— Begin SUPPLIED MATERIAL —
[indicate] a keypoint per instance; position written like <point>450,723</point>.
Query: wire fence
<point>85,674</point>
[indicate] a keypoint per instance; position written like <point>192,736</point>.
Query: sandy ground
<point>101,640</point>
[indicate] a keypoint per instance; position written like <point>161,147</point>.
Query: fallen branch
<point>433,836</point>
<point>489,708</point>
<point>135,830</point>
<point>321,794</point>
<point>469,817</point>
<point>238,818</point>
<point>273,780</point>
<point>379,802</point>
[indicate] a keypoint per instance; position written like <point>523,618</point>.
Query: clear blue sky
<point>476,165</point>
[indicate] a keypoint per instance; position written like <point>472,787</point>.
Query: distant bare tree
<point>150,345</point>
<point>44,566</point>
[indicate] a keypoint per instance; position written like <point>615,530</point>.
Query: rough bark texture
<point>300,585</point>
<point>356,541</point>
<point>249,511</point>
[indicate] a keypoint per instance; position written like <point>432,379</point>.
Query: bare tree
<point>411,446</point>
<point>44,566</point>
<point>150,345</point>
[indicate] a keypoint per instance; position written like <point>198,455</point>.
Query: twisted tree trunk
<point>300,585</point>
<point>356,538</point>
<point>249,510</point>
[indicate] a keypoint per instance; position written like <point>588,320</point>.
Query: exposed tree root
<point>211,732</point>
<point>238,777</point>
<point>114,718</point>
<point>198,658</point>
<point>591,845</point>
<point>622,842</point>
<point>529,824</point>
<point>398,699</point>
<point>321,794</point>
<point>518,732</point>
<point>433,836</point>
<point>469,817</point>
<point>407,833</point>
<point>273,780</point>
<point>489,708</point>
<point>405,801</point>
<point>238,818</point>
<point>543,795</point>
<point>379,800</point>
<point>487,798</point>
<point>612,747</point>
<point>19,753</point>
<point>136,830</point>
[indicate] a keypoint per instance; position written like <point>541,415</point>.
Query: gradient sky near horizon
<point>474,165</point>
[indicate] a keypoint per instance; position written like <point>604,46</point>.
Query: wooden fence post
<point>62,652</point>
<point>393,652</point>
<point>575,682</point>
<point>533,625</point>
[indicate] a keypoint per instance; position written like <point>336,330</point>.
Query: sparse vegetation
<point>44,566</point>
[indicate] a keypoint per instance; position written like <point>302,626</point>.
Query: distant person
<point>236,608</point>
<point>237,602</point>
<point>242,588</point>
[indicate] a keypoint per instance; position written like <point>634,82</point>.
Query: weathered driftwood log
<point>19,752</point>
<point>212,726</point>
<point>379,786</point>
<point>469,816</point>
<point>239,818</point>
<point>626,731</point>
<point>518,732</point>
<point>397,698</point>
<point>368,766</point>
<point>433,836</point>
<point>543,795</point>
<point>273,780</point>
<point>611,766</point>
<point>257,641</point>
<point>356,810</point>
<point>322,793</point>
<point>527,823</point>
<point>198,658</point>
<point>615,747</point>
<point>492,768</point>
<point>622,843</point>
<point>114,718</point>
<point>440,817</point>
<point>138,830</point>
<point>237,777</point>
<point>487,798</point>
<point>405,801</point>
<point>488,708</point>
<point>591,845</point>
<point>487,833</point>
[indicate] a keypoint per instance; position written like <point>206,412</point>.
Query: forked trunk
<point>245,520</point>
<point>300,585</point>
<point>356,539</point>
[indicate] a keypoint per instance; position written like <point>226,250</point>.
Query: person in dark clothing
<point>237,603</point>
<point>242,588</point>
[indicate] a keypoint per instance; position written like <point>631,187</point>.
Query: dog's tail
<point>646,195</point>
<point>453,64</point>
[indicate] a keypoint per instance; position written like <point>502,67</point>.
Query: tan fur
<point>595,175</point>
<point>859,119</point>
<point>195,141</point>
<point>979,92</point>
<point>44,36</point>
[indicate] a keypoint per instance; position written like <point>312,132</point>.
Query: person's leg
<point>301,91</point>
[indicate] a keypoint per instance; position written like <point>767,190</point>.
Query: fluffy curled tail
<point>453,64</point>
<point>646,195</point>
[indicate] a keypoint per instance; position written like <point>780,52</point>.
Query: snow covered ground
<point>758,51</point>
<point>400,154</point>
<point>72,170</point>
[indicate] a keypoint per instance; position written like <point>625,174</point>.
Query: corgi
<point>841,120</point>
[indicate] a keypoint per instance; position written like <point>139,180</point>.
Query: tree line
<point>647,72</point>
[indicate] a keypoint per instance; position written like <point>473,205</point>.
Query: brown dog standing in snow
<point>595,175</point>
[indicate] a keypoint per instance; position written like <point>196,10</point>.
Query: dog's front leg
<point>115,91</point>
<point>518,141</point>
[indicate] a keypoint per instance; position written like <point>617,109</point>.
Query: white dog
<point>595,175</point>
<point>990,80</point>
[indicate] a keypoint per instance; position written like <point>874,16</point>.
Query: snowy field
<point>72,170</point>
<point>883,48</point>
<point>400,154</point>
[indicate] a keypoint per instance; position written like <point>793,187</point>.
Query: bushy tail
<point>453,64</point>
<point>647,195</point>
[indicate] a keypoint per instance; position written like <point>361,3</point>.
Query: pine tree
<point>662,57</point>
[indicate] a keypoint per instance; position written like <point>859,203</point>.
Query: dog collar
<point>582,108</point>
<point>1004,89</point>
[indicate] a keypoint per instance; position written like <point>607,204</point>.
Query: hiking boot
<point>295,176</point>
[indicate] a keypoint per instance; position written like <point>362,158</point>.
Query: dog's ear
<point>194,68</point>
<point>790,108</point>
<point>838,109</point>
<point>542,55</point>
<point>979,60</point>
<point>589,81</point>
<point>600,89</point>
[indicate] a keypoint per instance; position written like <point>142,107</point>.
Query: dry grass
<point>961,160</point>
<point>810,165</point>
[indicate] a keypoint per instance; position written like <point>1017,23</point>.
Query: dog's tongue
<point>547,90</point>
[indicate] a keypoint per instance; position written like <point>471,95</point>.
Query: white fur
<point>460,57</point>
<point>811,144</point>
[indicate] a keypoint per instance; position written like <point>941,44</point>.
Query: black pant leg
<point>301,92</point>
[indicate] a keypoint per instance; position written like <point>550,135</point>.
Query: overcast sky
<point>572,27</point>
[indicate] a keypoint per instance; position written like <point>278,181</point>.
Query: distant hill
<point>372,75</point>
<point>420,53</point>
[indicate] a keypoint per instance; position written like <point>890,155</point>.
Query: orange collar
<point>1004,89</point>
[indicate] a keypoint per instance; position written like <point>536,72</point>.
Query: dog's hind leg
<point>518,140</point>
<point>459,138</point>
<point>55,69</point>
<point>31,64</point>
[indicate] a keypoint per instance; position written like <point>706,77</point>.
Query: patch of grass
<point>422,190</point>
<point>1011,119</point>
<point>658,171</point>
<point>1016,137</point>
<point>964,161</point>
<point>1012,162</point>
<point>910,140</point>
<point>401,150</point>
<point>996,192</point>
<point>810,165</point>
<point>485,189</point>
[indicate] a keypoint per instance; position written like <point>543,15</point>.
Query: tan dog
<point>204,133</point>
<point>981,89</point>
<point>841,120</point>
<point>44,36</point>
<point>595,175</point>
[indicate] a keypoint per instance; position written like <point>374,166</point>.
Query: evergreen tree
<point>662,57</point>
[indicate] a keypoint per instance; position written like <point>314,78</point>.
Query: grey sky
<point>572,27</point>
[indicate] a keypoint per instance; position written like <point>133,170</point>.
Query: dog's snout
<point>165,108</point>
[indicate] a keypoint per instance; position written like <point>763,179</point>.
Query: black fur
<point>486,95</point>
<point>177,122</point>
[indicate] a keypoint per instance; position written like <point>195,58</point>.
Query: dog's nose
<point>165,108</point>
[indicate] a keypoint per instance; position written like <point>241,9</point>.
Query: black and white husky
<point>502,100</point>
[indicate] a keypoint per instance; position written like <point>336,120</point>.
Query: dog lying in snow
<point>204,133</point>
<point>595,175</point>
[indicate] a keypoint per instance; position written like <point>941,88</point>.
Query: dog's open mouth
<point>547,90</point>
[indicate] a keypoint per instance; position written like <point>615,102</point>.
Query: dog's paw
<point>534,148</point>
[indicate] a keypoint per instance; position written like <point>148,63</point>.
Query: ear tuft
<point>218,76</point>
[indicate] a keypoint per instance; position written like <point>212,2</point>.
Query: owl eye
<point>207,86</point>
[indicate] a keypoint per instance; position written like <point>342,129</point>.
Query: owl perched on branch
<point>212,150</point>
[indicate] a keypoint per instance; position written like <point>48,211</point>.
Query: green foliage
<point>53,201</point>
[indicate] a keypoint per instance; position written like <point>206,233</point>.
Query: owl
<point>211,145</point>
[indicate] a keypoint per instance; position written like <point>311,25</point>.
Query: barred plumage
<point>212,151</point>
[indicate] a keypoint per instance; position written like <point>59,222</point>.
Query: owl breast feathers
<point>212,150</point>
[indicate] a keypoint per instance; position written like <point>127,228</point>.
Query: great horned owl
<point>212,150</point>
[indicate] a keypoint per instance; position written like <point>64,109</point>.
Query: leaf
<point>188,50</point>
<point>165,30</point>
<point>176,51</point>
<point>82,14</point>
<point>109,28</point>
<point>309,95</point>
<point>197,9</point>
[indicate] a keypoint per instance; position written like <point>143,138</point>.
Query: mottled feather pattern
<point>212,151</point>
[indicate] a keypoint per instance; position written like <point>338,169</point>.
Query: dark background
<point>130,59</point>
— End SUPPLIED MATERIAL —
◆ **WHAT IS ASKED**: Copy the stretch of the records from the line containing "written like <point>706,77</point>." through the line containing "<point>401,150</point>", character for character, with both of those lines included.

◆ **EXERCISE OUTPUT**:
[indicate] a keypoint per instance; position written like <point>706,77</point>.
Query: patch of grass
<point>422,190</point>
<point>1011,119</point>
<point>658,171</point>
<point>1016,137</point>
<point>964,161</point>
<point>1012,162</point>
<point>910,140</point>
<point>401,150</point>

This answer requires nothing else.